## Short problem
Reproduce the lines starting with the one that contains "patterned tie knot" and going on through the end of the records, without changing anything.

## Supplied entries
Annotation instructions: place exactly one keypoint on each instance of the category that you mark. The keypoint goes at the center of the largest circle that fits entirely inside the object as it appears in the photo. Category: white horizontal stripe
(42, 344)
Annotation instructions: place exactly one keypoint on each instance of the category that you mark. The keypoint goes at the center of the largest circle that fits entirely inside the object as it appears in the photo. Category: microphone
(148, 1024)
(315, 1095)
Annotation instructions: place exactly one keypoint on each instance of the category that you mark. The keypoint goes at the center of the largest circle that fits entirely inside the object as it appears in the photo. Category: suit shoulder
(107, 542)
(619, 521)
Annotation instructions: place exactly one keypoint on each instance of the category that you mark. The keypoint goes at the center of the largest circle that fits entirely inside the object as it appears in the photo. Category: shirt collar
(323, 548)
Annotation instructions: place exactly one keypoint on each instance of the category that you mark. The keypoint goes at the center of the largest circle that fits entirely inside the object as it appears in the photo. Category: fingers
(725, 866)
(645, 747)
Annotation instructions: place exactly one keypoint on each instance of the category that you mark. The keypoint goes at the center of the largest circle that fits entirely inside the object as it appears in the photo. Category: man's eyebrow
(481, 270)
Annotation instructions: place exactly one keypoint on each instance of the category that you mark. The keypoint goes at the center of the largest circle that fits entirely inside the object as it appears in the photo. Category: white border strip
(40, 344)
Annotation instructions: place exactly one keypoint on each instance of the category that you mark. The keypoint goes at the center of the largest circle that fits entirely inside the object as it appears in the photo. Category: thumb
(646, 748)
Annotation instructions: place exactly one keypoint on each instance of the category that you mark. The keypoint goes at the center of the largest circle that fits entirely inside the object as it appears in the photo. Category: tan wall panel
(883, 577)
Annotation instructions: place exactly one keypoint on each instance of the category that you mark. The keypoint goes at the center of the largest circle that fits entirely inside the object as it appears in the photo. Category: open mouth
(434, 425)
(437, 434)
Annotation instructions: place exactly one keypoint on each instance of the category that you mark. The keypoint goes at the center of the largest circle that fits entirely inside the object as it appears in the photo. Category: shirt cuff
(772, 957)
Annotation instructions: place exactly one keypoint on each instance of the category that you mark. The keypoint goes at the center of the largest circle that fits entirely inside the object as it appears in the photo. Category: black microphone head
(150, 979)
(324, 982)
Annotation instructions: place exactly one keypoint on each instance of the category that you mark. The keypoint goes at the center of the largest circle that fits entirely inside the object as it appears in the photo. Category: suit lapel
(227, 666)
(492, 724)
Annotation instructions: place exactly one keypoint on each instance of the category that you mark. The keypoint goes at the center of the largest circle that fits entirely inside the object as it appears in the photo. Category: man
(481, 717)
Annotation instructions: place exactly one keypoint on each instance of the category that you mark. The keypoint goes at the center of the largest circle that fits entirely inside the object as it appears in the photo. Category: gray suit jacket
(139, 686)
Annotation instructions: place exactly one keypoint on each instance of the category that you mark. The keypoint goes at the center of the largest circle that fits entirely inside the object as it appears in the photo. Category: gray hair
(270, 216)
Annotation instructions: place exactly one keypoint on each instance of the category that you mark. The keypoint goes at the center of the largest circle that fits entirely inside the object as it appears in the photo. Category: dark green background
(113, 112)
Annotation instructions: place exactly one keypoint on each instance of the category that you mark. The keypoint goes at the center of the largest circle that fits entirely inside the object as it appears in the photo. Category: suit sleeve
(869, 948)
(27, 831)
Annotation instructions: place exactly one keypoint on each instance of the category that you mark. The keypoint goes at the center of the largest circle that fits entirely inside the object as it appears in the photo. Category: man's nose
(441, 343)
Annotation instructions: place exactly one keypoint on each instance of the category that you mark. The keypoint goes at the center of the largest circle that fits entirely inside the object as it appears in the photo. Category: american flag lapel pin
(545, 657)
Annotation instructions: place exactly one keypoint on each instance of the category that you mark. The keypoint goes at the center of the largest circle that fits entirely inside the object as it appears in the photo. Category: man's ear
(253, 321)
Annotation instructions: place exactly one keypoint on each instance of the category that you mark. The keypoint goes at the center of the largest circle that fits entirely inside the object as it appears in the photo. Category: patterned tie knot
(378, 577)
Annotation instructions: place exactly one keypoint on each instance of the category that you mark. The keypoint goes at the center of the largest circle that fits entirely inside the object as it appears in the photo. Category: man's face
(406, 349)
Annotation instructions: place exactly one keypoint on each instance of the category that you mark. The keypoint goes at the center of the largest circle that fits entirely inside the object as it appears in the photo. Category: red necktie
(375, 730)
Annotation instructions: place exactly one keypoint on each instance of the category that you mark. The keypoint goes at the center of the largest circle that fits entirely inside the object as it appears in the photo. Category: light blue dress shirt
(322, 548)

## Response for this exercise
Annotation instructions: place exactly one keypoint on each instance of the category that you mark. The keypoint goes at the center of the largest circle that fits entirely inside the object as it appears in the photo. Category: patterned tie knot
(378, 577)
Annotation instructions: place exactly one keypoint on each instance of the category that you mark. The keypoint goes at the center of the largest circle that fits entirely inside the object as it appears in the photo. Category: man's face
(406, 349)
Annotation instructions: place exactly one keypoint on each instance of the category that you mark. The keypoint goes at the center of the largest circle that fits entirely inside the object as it appears in the photo. Category: red necktie
(375, 730)
Annotation instructions: place exactly one keypoint on each instance of the category that you mark. The keypoint goes at the center of the largest circle that fits entirely inside the object as it appears in the photo. Category: light blue dress shirt
(322, 548)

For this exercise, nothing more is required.